(Prompt):
Rewrite every line in the stretch from the line containing "Note: for this drill we locate the waterfall" through the end of the entries, shifting each point coordinate by -51 and keeping all other text unchanged. Omit the pictures.

begin

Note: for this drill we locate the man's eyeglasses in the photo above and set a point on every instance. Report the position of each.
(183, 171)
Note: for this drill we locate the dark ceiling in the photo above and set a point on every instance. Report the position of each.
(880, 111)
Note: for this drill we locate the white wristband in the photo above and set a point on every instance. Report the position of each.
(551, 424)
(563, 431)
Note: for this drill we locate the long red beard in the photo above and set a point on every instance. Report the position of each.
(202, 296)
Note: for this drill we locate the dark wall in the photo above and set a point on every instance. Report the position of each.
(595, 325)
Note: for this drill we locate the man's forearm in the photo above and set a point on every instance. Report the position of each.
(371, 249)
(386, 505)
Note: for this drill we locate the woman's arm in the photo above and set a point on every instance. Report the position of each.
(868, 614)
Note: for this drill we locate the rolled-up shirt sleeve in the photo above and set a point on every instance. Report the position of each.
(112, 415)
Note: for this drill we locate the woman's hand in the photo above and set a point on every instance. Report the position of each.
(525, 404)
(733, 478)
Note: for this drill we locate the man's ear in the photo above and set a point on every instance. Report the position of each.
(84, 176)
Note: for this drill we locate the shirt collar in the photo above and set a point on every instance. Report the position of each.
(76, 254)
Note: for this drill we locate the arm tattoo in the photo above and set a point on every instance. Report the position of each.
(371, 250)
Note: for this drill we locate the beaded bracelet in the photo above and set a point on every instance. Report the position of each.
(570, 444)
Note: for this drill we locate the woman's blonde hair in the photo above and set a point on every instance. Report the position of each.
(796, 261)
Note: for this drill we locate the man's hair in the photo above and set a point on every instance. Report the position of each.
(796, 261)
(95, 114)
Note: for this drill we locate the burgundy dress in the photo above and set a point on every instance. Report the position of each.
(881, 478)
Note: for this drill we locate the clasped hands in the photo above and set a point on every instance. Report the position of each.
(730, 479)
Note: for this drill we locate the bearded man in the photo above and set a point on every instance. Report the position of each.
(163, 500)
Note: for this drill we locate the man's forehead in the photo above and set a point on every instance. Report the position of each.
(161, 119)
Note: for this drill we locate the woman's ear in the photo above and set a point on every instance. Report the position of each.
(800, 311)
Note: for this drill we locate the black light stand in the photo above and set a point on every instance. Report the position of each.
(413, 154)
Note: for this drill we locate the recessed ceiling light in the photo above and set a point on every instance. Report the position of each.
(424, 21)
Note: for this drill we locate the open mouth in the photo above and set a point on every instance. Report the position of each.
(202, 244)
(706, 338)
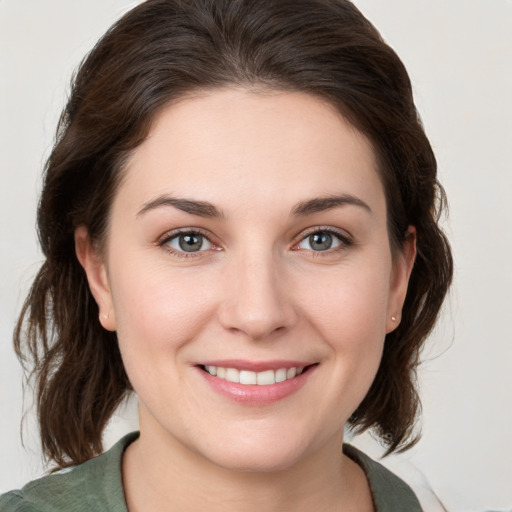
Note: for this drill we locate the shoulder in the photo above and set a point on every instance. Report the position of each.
(93, 485)
(390, 493)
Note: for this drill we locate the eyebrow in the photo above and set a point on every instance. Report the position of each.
(200, 208)
(321, 204)
(206, 209)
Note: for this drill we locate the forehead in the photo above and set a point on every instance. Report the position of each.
(252, 148)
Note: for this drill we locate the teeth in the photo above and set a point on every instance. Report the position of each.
(264, 378)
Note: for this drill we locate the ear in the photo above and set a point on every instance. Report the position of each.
(96, 272)
(402, 267)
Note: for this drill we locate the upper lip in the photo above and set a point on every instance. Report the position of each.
(256, 366)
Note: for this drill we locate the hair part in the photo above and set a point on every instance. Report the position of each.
(157, 53)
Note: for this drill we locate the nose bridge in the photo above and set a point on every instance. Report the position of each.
(257, 303)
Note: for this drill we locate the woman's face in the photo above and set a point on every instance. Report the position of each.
(249, 239)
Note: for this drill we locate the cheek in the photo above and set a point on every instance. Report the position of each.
(159, 310)
(350, 301)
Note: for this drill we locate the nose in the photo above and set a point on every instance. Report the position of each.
(257, 301)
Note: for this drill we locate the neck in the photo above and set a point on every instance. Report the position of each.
(161, 474)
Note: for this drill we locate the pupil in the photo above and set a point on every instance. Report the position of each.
(321, 241)
(190, 243)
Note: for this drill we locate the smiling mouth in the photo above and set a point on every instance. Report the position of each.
(264, 378)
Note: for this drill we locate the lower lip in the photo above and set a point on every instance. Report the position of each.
(254, 394)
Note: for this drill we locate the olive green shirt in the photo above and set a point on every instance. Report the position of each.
(96, 486)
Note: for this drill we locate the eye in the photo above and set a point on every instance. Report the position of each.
(323, 240)
(189, 241)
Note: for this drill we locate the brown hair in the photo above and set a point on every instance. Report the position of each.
(160, 51)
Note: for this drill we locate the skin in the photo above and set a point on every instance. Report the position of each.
(257, 290)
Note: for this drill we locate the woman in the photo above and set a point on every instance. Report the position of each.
(239, 219)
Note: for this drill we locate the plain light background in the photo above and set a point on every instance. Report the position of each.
(459, 56)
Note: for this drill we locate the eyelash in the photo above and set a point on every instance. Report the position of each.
(344, 239)
(168, 237)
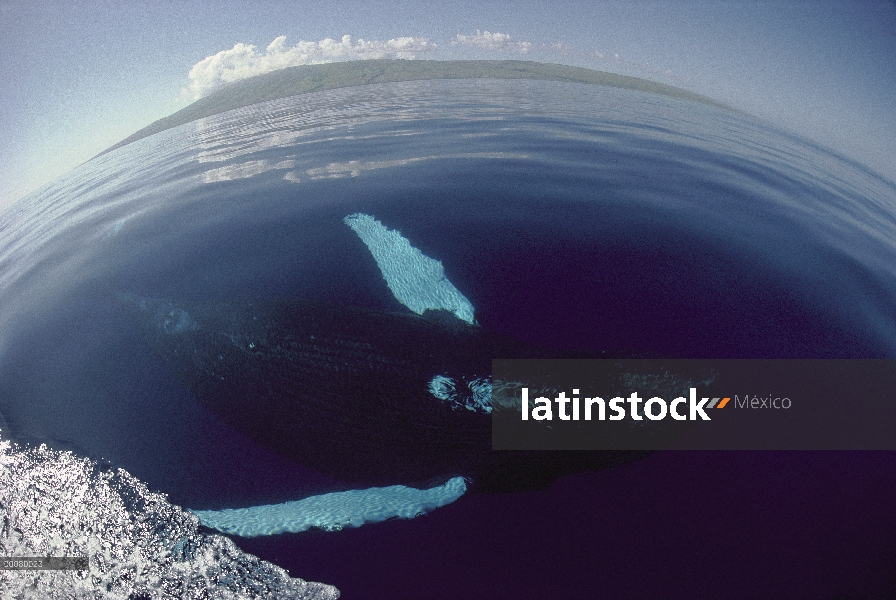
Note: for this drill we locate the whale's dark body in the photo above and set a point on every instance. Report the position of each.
(346, 390)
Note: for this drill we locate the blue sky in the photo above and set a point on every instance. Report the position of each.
(77, 77)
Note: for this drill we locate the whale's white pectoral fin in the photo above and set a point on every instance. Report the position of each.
(333, 511)
(416, 280)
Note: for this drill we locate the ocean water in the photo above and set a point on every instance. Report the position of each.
(570, 216)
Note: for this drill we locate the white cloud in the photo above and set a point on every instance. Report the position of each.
(491, 41)
(244, 60)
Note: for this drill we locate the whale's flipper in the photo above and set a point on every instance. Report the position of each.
(416, 280)
(334, 511)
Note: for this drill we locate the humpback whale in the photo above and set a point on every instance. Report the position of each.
(384, 400)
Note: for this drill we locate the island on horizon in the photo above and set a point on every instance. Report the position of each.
(293, 81)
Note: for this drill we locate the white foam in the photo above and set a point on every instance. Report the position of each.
(138, 544)
(334, 511)
(416, 280)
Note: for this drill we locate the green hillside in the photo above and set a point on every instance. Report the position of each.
(314, 78)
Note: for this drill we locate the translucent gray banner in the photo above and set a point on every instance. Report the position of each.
(640, 404)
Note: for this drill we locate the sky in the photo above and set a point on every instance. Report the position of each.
(78, 76)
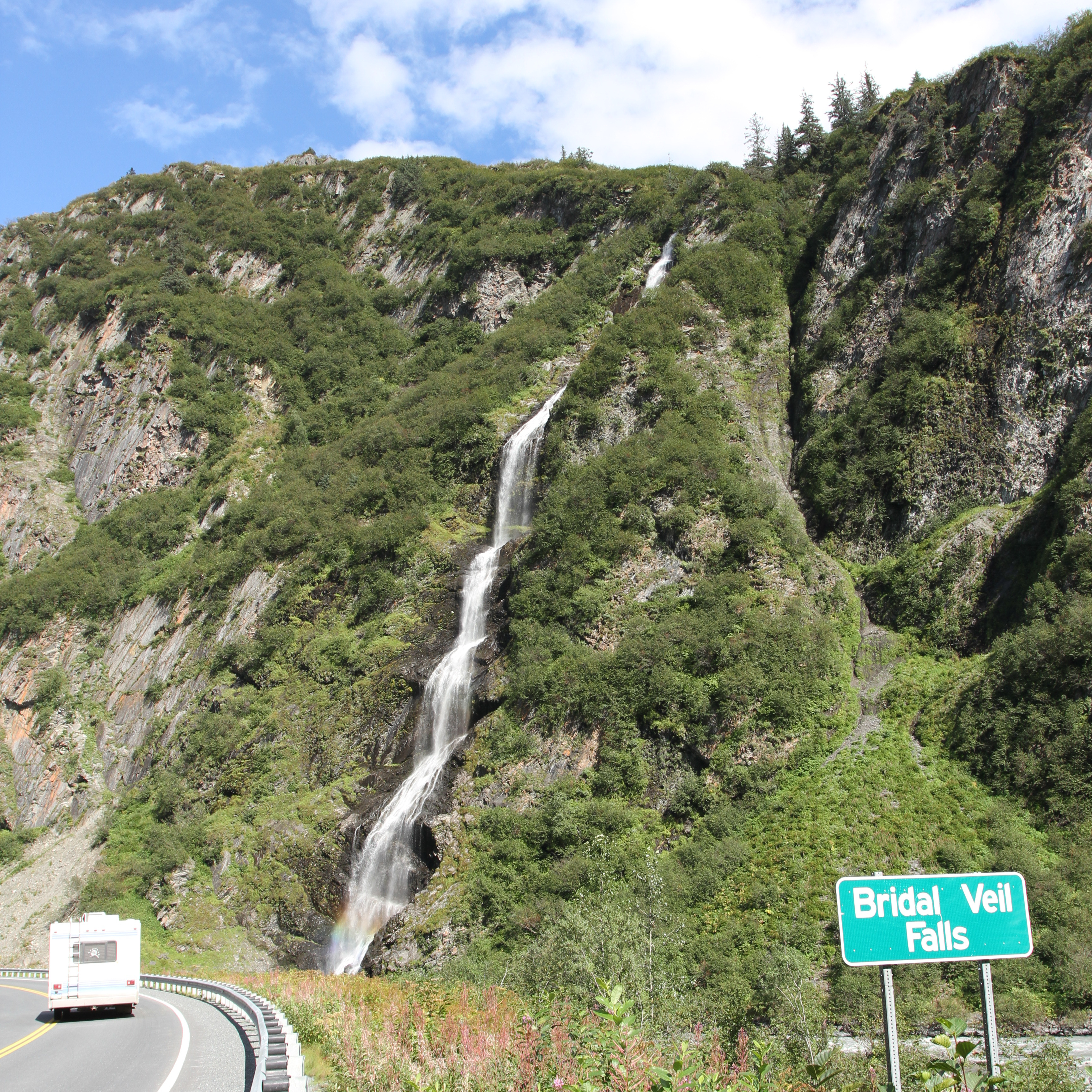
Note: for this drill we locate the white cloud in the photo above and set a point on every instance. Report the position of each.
(368, 149)
(372, 84)
(171, 128)
(632, 79)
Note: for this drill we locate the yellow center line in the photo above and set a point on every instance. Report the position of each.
(27, 1039)
(34, 1034)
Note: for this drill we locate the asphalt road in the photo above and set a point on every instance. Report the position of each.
(100, 1052)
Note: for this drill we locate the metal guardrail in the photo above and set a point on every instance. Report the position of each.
(278, 1053)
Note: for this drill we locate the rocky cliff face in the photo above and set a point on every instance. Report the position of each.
(948, 221)
(117, 689)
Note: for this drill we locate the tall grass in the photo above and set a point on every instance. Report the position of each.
(392, 1034)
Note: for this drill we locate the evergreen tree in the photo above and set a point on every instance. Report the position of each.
(788, 155)
(758, 155)
(842, 112)
(869, 94)
(810, 131)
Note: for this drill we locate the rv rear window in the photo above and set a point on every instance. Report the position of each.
(100, 951)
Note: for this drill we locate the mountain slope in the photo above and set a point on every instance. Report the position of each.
(252, 428)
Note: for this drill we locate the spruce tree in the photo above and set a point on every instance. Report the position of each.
(869, 94)
(842, 112)
(758, 155)
(788, 155)
(810, 131)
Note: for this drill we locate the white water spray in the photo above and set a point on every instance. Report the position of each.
(659, 271)
(381, 871)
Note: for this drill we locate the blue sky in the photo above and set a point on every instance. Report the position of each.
(94, 89)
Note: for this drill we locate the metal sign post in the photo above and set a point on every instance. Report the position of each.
(971, 917)
(890, 1030)
(990, 1022)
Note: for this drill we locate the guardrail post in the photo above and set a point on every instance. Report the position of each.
(991, 1043)
(890, 1029)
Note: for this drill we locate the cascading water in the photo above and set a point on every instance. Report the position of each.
(660, 270)
(381, 871)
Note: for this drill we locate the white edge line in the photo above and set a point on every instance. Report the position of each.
(173, 1076)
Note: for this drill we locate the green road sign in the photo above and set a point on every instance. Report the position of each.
(886, 920)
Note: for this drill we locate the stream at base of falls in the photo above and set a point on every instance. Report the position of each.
(379, 887)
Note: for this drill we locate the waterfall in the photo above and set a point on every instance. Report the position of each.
(379, 887)
(659, 271)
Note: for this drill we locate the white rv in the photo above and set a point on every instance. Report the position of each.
(94, 963)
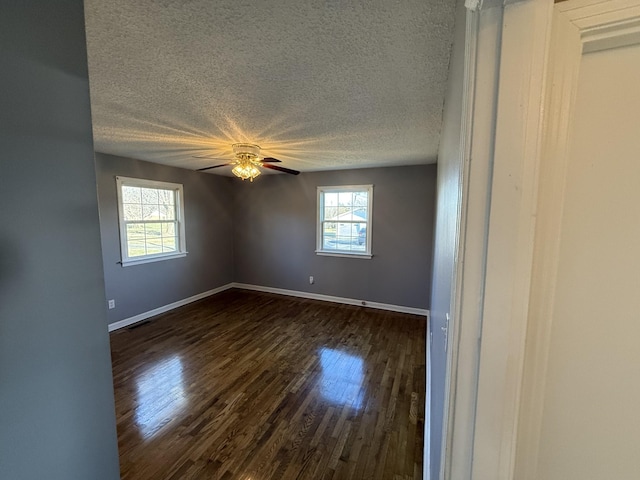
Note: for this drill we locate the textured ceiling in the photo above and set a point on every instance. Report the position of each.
(324, 84)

end

(Written answer):
Note: for this drill we locate the waterfall in the photo above and set a point on every instance. Report the position of each.
(328, 836)
(608, 220)
Note: for this drill we locate the white rv in the photo above and set a point on every instance. Report the position of each.
(43, 912)
Note: for this drill we locate the textured ceiling in the photo above and set a point on every instance. Report the position of each.
(273, 33)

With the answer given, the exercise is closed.